Task directions:
Your task is to extract every line from the material below exactly.

--- Start of Source data ---

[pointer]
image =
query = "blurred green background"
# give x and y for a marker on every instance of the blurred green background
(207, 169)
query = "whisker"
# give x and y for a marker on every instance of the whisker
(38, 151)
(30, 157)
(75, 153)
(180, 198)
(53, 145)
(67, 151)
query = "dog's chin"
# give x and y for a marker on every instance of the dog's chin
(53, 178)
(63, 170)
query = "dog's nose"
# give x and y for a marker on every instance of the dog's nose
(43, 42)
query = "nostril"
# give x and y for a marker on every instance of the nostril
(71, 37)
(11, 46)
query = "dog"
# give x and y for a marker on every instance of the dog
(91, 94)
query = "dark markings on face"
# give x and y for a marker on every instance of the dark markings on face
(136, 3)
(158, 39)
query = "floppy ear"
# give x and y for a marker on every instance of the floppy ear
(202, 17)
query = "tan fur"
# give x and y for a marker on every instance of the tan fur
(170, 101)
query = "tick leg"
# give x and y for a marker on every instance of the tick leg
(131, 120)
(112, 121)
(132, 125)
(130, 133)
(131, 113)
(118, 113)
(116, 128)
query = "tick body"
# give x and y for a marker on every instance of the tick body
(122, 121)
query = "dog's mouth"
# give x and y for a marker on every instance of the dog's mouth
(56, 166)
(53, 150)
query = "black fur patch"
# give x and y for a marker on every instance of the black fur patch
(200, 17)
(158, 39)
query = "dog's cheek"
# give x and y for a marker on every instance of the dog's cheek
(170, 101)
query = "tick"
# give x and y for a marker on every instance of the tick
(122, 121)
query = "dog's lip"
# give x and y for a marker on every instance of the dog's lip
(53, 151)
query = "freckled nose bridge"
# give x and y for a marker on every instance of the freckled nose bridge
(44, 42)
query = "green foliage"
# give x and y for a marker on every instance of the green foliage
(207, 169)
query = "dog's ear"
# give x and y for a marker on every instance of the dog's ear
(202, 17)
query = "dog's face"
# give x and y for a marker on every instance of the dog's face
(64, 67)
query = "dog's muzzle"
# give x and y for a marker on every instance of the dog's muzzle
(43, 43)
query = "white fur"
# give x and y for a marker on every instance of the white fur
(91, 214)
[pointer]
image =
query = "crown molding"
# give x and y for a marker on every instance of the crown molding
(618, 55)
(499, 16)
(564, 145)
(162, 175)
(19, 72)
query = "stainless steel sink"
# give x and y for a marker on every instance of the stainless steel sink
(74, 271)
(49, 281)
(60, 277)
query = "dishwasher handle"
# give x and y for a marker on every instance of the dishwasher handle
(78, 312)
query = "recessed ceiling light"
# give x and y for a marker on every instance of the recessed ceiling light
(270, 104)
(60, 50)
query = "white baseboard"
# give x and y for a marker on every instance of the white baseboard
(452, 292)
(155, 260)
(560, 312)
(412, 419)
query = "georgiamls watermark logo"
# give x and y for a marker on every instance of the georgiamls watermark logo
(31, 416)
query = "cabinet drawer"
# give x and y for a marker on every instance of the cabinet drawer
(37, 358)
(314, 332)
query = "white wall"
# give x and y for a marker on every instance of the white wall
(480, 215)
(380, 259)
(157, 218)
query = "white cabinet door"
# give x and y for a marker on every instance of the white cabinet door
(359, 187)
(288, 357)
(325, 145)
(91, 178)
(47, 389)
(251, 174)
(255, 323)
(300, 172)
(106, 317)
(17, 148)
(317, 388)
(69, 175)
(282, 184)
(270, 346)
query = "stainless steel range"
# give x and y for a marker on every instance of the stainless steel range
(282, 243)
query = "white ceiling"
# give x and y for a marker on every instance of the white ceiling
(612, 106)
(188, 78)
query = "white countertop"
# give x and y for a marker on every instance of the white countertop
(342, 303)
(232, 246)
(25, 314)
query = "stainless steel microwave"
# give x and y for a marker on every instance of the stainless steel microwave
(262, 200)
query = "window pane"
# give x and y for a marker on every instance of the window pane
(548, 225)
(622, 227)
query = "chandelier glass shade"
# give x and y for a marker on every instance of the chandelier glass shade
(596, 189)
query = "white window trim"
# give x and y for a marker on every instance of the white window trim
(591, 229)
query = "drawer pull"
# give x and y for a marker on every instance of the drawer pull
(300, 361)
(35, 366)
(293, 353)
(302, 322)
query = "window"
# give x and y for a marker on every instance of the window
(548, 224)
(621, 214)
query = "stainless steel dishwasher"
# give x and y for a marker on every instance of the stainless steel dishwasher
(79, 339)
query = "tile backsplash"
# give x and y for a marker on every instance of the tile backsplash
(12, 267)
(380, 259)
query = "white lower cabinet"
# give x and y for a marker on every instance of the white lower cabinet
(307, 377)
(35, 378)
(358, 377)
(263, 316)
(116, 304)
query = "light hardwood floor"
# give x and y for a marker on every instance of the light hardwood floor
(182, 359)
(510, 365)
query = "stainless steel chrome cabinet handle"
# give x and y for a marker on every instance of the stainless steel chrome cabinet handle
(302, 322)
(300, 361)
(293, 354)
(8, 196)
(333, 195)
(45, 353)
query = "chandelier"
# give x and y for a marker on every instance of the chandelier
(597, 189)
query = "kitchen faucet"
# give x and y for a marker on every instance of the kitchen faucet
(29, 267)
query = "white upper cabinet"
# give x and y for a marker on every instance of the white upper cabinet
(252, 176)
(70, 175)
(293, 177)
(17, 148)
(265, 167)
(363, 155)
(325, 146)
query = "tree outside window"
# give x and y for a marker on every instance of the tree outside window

--- End of Source data ---

Completed task:
[pointer]
image =
query = "blurred green background"
# give x and y for a marker on every instance of the blurred green background
(207, 169)
query = "whisker"
# give x and y for a marker on every instance of the whisker
(38, 151)
(30, 157)
(75, 153)
(180, 198)
(53, 145)
(67, 151)
query = "dog's chin"
# give x and y for a marker on every instance of the dog's chin
(53, 178)
(63, 170)
query = "dog's nose"
# give x and y for a marker on every instance of the dog's nose
(43, 42)
query = "nostril"
# give x and y for a marker on every instance of the nostril
(71, 37)
(11, 46)
query = "dog"
# give x and y for a marker on every instance of the dog
(91, 94)
query = "dark markings on face"
# give x and y for a marker on every instance of the dark markings on face
(136, 3)
(158, 39)
query = "floppy ear"
# give x and y for a marker on every instance of the floppy ear
(202, 17)
query = "tan fur"
# give x and y for a marker on every instance of the tan fur
(170, 101)
query = "tick leg"
# give x and y for a marker on every instance of the tick leg
(131, 120)
(112, 121)
(132, 125)
(130, 133)
(131, 113)
(118, 113)
(116, 128)
query = "tick body"
# give x and y for a marker on every instance of the tick body
(122, 121)
query = "dog's mouth"
# give x and y for a marker on every instance of the dog's mouth
(56, 166)
(53, 150)
query = "black fur patch"
# give x and y for a marker on every instance of the black fur patch
(200, 17)
(158, 39)
query = "dog's cheek"
# give x and y for a marker on every instance of the dog's cheek
(170, 101)
query = "tick"
# give x and y for a marker on every instance of the tick
(122, 121)
query = "dog's lip"
# give x and y for a marker on every instance of the dog's lip
(53, 151)
query = "freckled nose bridge"
# give x and y for a marker on every instance of the freckled nose bridge
(44, 42)
query = "green foliage"
# give x and y for a marker on every instance of the green foliage
(207, 169)
query = "dog's ear"
# give x and y for a marker on every instance of the dog's ear
(202, 17)
query = "dog's face"
# give x and y for a marker on every instance of the dog's face
(64, 67)
query = "dog's muzzle"
# give x and y for a marker on every instance of the dog's muzzle
(43, 43)
query = "white fur"
# give x and y for a marker on every instance of the white fur
(91, 214)
[pointer]
image =
query = "crown molding"
# give x and y for a marker on every instance of the crown molding
(618, 55)
(499, 16)
(564, 145)
(162, 175)
(19, 72)
query = "stainless steel sink"
# give x and y for a marker on every instance of the stainless steel sink
(74, 271)
(49, 281)
(60, 277)
query = "dishwasher handle"
# give x and y for a marker on every instance of the dishwasher handle
(78, 312)
query = "recessed ceiling light"
# give x and y for a marker on every instance of the recessed ceiling light
(270, 104)
(60, 50)
query = "white baseboard"
# give x and y for a marker on every instance of the white baseboard
(452, 292)
(155, 260)
(560, 312)
(412, 419)
query = "georgiamls watermark logo"
# give x and y for a marker on every instance of the georgiamls watermark logo
(31, 416)
query = "cabinet drawer"
# give x and y for a marker on every instance of the cabinet drawer
(37, 358)
(314, 332)
query = "white wall"
# give x and y for a marker on every instance of the white wall
(480, 215)
(380, 259)
(157, 218)
query = "white cabinet door"
# give x and y for a marker on every instance of the white cabinet door
(359, 187)
(288, 357)
(325, 145)
(91, 178)
(47, 389)
(251, 174)
(255, 323)
(300, 172)
(106, 317)
(17, 148)
(317, 388)
(69, 175)
(282, 184)
(270, 346)
query = "stainless steel range"
# give x and y for a marker on every instance of the stainless steel range
(282, 243)
query = "white ceiling"
# give x and y for a marker on every instance of the white ceiling
(612, 106)
(188, 78)
query = "white countertop"
# give x and y for a marker on every instance of the white countertop
(342, 303)
(232, 246)
(25, 314)
query = "stainless steel microwave"
# give x and y for a marker on every instance of the stainless steel microwave
(262, 200)
query = "window pane"
# give x and y for a marker on every instance of the window pane
(548, 225)
(622, 227)
query = "chandelier glass shade"
# give x and y for a marker on every instance of the chandelier glass shade
(596, 189)
query = "white window trim"
# give x and y for a marker on every instance of the white window trim
(591, 229)
query = "drawer pull"
# give x and y for a marker on every instance of the drawer pull
(300, 361)
(35, 366)
(293, 353)
(302, 322)
query = "window"
# give x and y for a marker on every instance of the window
(548, 224)
(621, 214)
query = "stainless steel dishwasher"
# give x and y for a marker on every instance of the stainless steel dishwasher
(79, 339)
query = "tile backsplash"
# give x and y for a marker on every instance of the tile backsplash
(12, 267)
(380, 259)
query = "white lower cabinet"
# give x and y for a marker on every instance of the white lower cabinet
(307, 377)
(35, 378)
(358, 377)
(263, 316)
(116, 304)
query = "light hardwood floor"
# give x and y for a marker on every instance of the light hardwood floor
(182, 359)
(510, 365)
query = "stainless steel chrome cabinet handle"
# give x and y for a marker on every instance of the stainless steel chrome cabinet handle
(302, 322)
(300, 361)
(293, 354)
(8, 196)
(333, 195)
(45, 353)
query = "chandelier"
# give x and y for a marker on every instance of the chandelier
(597, 189)
query = "kitchen faucet"
# give x and y for a marker on every instance of the kitchen faucet
(29, 267)
query = "white upper cabinet"
# give x and y for a marker on every instance of the white upper cabinet
(252, 176)
(70, 175)
(293, 177)
(17, 148)
(265, 167)
(363, 155)
(325, 146)
query = "tree outside window"
# give x and y for a marker on every instance of the tree outside window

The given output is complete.